(Object location labeling data)
+++

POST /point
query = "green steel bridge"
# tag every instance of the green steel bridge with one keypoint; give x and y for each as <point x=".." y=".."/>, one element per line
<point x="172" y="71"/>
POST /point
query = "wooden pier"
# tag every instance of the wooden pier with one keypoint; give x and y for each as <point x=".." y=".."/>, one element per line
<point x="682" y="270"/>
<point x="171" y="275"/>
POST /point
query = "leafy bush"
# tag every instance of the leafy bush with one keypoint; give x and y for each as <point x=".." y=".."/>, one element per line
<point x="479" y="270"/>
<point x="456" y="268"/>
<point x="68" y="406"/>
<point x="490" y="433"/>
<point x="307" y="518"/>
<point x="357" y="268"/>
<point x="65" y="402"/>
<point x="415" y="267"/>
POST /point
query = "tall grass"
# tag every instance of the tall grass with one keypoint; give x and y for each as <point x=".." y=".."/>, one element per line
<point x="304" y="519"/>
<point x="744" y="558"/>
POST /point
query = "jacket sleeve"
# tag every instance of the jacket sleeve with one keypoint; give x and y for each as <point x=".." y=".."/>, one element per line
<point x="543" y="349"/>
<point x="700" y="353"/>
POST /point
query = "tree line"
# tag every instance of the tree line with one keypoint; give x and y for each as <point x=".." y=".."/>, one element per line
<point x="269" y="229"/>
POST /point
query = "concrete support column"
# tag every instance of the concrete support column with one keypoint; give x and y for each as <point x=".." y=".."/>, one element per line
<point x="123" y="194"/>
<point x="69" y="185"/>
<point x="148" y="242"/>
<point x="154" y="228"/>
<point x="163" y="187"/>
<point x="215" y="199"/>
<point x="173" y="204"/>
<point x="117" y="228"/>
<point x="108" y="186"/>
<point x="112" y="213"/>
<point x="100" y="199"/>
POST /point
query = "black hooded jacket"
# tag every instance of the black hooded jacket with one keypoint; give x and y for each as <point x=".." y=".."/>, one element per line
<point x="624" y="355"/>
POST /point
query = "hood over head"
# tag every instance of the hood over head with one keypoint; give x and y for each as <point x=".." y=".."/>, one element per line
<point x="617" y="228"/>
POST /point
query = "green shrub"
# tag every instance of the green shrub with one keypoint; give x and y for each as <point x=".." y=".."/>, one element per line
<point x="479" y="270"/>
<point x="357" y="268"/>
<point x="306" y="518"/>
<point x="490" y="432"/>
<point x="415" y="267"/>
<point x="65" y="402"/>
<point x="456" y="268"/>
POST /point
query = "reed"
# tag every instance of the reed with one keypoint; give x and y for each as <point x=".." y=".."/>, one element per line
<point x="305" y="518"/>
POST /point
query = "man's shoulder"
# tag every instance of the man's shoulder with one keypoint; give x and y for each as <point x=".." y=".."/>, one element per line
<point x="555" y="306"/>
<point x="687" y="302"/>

+++

Find every line in the rows above that holds the string "reed", with case counting, and copy each of those lines.

- SOLUTION TO THE EXERCISE
query = "reed"
# tag every instance of the reed with one keypoint; give x and y for each as <point x=".." y=".."/>, one element per line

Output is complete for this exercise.